*What is needed*
Set down, word for word, the stretch of lines from the one containing "of the snowy" to the end of the records below.

--- Source data Enclosed Below ---

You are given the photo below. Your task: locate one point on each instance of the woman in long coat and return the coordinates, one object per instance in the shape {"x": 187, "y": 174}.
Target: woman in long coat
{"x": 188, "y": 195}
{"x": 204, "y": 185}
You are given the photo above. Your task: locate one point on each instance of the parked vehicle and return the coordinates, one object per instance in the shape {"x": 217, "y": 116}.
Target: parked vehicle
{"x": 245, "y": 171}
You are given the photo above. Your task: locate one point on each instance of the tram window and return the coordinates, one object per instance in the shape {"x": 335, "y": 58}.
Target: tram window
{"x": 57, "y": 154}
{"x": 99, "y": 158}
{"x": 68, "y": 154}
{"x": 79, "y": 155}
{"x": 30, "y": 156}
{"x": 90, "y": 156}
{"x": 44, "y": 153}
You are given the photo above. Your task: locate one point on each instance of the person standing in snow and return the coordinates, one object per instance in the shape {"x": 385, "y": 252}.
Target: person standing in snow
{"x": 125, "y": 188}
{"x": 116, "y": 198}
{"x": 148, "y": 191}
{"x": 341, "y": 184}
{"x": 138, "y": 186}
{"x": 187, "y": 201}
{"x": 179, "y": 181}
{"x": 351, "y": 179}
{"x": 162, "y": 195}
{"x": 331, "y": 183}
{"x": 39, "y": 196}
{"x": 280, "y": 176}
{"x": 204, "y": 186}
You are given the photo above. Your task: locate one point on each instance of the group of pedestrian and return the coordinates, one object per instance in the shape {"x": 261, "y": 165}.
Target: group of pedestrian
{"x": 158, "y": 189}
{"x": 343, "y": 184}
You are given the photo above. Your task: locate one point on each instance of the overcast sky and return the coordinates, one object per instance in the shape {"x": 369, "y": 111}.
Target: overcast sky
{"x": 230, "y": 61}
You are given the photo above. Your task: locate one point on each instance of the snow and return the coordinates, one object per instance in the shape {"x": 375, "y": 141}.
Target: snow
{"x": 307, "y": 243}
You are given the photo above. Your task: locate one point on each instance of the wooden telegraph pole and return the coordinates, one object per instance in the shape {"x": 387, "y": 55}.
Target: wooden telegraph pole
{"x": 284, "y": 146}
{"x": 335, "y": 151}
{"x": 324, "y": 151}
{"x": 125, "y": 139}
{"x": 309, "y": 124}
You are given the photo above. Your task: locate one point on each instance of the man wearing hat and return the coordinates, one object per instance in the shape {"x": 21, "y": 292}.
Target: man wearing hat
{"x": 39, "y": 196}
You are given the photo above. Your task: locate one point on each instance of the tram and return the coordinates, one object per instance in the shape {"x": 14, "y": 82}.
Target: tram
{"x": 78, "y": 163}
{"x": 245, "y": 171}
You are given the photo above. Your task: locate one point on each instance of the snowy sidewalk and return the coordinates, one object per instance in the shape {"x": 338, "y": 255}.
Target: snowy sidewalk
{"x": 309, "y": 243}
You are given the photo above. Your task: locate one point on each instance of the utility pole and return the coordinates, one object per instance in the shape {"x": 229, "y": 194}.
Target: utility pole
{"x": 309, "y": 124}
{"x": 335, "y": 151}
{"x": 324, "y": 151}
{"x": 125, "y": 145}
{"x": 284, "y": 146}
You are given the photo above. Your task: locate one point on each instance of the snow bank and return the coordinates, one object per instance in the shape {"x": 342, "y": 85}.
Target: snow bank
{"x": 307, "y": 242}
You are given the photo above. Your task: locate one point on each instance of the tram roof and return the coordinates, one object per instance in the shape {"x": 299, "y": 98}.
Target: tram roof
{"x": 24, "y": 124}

--- End of Enclosed Source data ---

*Task answer*
You are given the photo above. Your task: locate one point on each instance of the snowy sidewalk and return the coordinates, one object per instance in the shape {"x": 338, "y": 255}.
Target: snowy sidewalk
{"x": 309, "y": 243}
You are given the photo above. Your task: locate one point on each instance of the utility pole and return the coordinates, one object per instance in the shape {"x": 229, "y": 194}.
Target: utility pole
{"x": 309, "y": 124}
{"x": 335, "y": 151}
{"x": 324, "y": 151}
{"x": 125, "y": 145}
{"x": 284, "y": 146}
You are given the photo above. Your task: locate one point on each instance of the snow bank and return the coordinates, one object per instance in the shape {"x": 342, "y": 85}.
Target: snow bank
{"x": 307, "y": 242}
You are given the photo above. Your task: locate one point on each instance of the tram roof and return the coordinates, one object per instance in the shape {"x": 299, "y": 98}.
Target: tram roof
{"x": 24, "y": 124}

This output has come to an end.